= WRITTEN EXERCISE =
Repeat everything below from the start of the material down to the line containing "170 78 L 181", both ends included, requests and all. Multiply every polygon coordinate in the answers by 1.1 and round to whole numbers, with halves rounding up.

-- start THE DATA --

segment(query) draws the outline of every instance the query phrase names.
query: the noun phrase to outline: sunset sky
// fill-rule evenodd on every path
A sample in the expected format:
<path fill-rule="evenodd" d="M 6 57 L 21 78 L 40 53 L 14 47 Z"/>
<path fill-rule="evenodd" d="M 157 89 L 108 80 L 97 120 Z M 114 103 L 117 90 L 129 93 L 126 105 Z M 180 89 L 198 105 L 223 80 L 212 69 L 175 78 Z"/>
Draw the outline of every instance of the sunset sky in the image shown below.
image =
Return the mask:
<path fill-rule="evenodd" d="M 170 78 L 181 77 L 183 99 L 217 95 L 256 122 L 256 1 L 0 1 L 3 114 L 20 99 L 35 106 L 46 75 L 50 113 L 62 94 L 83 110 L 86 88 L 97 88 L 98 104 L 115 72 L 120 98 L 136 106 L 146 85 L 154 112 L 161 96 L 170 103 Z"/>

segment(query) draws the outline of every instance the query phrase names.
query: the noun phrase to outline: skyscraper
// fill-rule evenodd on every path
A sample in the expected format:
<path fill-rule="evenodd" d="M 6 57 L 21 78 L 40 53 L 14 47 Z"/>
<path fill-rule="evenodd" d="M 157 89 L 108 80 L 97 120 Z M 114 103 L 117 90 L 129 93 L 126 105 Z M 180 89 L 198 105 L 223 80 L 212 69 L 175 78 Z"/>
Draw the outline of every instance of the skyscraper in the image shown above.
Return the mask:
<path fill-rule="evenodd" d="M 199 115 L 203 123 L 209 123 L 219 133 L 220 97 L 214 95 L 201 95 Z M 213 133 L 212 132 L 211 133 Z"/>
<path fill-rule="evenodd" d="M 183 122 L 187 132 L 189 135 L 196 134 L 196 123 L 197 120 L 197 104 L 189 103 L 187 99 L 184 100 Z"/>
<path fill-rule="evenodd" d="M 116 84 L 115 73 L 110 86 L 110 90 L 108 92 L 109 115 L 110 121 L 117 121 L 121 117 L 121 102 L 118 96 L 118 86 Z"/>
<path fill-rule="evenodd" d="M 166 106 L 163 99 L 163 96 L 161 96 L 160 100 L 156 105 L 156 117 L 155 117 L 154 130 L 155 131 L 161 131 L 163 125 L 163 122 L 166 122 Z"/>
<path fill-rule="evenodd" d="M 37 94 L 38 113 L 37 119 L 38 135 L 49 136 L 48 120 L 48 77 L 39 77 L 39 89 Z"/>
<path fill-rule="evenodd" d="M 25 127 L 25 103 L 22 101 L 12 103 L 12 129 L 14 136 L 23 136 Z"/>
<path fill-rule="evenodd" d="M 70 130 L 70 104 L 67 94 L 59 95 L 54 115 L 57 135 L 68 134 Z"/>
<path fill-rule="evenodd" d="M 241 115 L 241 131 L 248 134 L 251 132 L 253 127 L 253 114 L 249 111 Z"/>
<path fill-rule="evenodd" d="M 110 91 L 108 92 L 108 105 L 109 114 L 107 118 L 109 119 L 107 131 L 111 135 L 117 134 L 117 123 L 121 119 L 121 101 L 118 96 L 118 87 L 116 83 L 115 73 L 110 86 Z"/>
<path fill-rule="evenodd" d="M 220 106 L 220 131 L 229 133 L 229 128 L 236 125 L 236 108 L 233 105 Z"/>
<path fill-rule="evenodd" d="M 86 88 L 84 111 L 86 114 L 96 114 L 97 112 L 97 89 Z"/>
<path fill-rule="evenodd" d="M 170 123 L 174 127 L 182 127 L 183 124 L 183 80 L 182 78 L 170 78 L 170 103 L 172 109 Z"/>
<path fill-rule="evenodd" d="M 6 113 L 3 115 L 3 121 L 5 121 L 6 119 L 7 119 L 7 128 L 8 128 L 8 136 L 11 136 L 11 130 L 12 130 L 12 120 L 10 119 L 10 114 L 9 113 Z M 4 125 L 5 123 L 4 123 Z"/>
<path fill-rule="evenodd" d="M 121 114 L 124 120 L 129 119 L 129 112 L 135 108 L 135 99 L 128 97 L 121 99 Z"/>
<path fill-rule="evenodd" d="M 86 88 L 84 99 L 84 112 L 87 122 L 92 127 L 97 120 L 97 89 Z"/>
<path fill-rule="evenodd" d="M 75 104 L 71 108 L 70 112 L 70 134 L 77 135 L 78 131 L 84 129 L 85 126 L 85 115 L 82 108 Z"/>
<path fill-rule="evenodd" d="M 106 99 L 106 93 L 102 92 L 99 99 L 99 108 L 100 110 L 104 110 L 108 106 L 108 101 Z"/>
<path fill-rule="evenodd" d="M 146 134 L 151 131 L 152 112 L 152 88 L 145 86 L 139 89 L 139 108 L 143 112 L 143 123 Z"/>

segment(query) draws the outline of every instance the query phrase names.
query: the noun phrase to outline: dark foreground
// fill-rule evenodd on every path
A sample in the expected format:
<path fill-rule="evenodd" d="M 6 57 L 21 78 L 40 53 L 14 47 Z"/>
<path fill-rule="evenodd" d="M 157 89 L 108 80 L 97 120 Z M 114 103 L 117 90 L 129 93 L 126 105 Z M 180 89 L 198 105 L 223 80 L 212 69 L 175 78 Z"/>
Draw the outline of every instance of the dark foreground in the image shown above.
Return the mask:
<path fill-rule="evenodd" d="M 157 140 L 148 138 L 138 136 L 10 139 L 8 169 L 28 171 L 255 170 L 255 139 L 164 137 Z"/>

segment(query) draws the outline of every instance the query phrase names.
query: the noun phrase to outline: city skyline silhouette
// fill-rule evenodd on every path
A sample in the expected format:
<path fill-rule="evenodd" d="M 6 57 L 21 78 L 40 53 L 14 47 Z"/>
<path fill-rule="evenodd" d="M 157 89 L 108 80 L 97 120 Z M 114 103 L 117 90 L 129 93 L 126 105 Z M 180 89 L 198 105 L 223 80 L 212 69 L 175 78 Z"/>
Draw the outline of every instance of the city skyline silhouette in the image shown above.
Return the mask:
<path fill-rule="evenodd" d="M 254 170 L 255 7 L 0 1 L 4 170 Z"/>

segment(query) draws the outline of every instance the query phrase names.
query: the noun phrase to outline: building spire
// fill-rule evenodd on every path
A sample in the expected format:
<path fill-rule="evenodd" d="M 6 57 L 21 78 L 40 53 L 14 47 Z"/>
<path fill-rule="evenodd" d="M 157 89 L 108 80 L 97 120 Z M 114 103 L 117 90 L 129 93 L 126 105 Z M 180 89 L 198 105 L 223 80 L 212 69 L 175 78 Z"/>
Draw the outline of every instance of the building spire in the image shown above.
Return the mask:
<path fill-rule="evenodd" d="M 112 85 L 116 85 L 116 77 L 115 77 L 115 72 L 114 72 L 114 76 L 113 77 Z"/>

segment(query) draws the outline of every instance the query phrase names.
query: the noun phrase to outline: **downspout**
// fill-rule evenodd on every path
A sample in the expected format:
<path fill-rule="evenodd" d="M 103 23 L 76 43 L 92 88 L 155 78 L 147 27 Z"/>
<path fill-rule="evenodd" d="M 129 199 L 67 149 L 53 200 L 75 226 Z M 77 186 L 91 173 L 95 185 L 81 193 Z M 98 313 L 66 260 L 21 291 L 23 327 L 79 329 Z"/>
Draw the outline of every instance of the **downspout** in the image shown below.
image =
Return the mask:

-- end THE DATA --

= ANSWER TO THE EXERCISE =
segment(query) draws the outline of every instance the query phrase names.
query: the noun phrase to outline: sunset sky
// fill-rule evenodd on every path
A sample in the expected format:
<path fill-rule="evenodd" d="M 6 57 L 21 78 L 40 53 L 14 47 Z"/>
<path fill-rule="evenodd" d="M 157 89 L 108 80 L 97 120 Z M 114 103 L 117 90 L 129 93 L 126 105 Z M 180 89 L 198 105 L 223 80 L 212 69 L 175 78 Z"/>
Draw the outline of every instance of the sunset sky in the image shown below.
image =
Return the mask:
<path fill-rule="evenodd" d="M 187 86 L 199 85 L 201 109 L 239 105 L 282 134 L 282 1 L 0 1 L 3 125 L 22 109 L 39 117 L 51 83 L 55 124 L 68 103 L 91 121 L 95 97 L 107 97 L 108 114 L 127 79 L 132 108 L 150 117 L 161 94 L 169 123 L 177 106 L 187 113 Z"/>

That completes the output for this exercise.